#### YOUR INSTRUCTIONS:
Transcribe the full listing, keeping every word as it stands.

** TASK DATA follows **

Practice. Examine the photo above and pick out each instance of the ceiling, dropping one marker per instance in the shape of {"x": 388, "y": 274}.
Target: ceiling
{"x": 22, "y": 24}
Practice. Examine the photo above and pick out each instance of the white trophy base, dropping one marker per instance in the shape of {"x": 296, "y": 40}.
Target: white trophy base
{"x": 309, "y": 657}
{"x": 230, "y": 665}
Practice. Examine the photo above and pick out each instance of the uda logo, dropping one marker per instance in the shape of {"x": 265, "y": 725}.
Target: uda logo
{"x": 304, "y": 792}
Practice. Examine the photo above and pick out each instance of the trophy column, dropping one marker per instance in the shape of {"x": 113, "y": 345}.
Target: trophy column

** End of TASK DATA **

#### TASK RESULT:
Practice. Examine the photo above and pick out each instance of the ceiling, dropping one marker per instance in the shape of {"x": 388, "y": 274}.
Target: ceiling
{"x": 22, "y": 24}
Practice. Examine the photo above and pick out each instance of the white trophy base, dropping one marker per instance in the shape of {"x": 296, "y": 40}.
Target: white trophy base
{"x": 309, "y": 657}
{"x": 230, "y": 665}
Practice. Examine the photo above and pick out each instance of the uda logo, dropping one marker per instance in the shape of {"x": 265, "y": 725}.
Target: uda logo
{"x": 304, "y": 792}
Practice. Examine the photo above and pick out each instance of the trophy column, dropping one marker per instance in the shape of {"x": 113, "y": 345}.
Target: trophy column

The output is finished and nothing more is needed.